** Work required **
Exactly reproduce the lines from the line that has "shoreline in the photo above." down to the last line of the entries, inclusive.

<<<<

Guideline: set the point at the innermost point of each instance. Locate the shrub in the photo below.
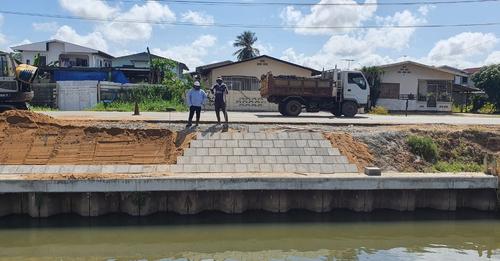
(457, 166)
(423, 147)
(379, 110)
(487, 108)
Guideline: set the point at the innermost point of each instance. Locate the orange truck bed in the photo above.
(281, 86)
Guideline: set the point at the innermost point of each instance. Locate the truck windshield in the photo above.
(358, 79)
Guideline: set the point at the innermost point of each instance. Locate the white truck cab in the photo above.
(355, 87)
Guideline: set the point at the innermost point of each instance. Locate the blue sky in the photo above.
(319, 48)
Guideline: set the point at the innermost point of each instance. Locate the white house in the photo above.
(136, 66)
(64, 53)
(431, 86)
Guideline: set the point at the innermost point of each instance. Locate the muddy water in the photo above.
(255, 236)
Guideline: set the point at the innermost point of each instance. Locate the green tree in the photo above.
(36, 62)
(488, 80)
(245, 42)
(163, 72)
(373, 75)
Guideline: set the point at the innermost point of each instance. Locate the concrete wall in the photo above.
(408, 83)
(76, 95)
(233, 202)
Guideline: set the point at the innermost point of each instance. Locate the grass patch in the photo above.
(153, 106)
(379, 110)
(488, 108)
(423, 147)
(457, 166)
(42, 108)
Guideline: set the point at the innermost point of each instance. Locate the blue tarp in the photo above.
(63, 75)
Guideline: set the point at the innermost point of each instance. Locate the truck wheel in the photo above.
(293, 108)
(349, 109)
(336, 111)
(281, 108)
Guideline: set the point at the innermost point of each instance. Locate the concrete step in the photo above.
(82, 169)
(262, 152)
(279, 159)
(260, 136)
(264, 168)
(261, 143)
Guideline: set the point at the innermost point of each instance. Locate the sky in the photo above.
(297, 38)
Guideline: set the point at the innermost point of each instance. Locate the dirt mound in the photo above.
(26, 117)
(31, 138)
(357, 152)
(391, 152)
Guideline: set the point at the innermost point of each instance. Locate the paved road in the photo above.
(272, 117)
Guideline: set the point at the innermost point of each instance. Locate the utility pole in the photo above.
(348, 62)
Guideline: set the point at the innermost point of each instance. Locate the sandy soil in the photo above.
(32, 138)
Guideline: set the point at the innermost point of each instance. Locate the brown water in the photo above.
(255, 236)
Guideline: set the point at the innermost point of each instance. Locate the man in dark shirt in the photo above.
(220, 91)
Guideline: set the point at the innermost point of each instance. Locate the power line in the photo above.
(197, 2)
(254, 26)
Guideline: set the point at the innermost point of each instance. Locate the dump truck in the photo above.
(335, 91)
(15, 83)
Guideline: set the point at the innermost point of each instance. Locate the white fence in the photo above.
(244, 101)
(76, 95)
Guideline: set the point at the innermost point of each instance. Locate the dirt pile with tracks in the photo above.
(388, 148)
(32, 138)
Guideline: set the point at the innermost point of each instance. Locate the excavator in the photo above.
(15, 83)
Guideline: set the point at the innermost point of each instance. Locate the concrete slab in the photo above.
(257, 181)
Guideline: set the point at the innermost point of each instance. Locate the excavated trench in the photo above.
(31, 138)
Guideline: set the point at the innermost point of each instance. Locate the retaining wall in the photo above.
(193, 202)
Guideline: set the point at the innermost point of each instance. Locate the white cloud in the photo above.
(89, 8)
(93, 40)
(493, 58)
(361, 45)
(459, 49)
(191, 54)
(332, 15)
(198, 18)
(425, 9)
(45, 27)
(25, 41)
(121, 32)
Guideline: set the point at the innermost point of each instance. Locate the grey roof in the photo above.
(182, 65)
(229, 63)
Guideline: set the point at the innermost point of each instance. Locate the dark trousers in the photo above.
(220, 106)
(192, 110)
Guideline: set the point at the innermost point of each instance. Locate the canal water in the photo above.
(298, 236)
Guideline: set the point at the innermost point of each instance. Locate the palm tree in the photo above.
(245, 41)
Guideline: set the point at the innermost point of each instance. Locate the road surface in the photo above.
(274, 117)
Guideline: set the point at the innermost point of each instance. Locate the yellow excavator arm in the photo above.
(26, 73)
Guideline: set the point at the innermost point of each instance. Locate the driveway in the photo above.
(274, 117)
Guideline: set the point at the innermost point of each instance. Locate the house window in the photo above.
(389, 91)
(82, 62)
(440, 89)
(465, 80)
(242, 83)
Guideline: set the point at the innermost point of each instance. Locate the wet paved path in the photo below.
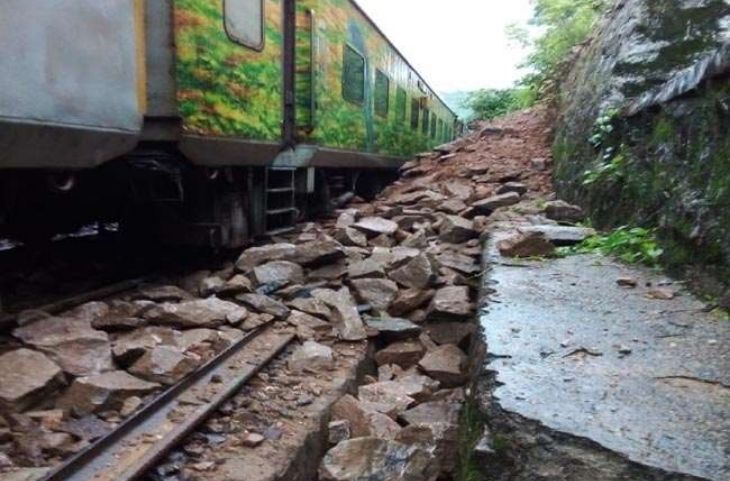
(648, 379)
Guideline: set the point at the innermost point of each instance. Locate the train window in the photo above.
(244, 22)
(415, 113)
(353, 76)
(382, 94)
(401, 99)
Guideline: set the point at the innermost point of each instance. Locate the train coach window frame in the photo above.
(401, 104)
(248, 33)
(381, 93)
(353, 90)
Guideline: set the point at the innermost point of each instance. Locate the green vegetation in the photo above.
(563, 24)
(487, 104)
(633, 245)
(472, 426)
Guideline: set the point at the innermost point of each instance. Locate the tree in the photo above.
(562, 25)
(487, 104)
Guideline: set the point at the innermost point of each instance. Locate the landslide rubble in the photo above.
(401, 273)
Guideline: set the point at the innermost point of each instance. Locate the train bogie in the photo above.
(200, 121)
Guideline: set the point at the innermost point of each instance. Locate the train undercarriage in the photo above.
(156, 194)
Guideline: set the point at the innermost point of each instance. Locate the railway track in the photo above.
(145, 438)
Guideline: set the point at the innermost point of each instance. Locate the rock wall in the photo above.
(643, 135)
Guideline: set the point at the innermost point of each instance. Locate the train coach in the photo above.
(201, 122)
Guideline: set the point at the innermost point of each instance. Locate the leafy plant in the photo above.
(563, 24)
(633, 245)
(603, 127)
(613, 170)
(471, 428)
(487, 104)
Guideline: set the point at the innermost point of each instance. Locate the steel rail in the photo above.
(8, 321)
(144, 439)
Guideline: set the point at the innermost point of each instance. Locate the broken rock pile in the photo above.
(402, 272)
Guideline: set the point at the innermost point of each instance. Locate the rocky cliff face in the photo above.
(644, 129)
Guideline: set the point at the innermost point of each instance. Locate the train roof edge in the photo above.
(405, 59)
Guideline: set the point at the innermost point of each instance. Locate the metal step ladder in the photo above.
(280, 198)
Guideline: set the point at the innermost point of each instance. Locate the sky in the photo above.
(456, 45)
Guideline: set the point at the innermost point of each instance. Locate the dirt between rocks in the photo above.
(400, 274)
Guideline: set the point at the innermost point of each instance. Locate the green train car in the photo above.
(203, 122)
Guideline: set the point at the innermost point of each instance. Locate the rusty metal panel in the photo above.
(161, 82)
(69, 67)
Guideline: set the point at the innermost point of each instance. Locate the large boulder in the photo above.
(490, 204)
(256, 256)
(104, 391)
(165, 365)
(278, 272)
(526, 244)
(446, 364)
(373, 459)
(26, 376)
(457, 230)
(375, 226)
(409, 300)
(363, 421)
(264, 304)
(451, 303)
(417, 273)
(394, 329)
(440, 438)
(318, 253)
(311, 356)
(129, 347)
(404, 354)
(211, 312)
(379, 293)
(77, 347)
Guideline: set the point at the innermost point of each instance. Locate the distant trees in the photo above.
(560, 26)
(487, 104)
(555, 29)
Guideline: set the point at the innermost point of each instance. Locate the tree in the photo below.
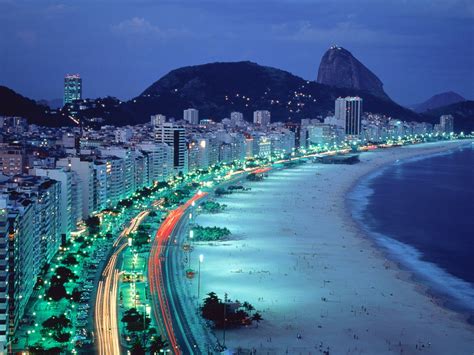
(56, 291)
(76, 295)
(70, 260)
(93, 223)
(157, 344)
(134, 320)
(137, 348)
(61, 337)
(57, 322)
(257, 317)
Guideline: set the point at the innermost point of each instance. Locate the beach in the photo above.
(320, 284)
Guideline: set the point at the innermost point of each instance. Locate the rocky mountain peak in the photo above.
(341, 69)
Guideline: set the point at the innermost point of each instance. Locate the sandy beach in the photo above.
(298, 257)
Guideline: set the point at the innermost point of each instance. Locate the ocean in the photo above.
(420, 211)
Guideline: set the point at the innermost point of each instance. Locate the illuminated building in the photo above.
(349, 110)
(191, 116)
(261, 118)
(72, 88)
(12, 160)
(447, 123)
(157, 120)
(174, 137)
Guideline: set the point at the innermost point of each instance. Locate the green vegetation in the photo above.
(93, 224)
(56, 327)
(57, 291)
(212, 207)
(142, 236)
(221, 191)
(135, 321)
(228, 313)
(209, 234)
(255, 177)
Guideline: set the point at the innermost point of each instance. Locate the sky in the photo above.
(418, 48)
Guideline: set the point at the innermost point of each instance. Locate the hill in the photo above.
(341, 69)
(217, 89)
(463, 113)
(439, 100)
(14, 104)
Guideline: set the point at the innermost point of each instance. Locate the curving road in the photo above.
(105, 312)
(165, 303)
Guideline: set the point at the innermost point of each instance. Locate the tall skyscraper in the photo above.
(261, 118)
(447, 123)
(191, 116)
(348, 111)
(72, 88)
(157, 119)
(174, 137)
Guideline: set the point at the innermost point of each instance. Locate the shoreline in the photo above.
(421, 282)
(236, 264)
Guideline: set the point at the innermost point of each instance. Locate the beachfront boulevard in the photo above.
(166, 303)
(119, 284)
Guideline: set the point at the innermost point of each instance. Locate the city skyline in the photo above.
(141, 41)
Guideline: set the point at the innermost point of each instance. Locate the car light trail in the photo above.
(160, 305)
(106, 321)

>>>>

** Final result **
Guideline: set the point at the innermost point of each instance. Locate the shoreline in the photo above.
(421, 282)
(236, 264)
Guideline: set the point at the innermost point of each instance. Locate the beachfront boulevard in the photo above.
(166, 303)
(119, 284)
Guideline: set the point at the innermost point of each instance. Locate the city skyline in the photo above.
(141, 41)
Guideline: set the point at the innermost point of each instance. Locate the car light trail in the photo above.
(160, 305)
(106, 321)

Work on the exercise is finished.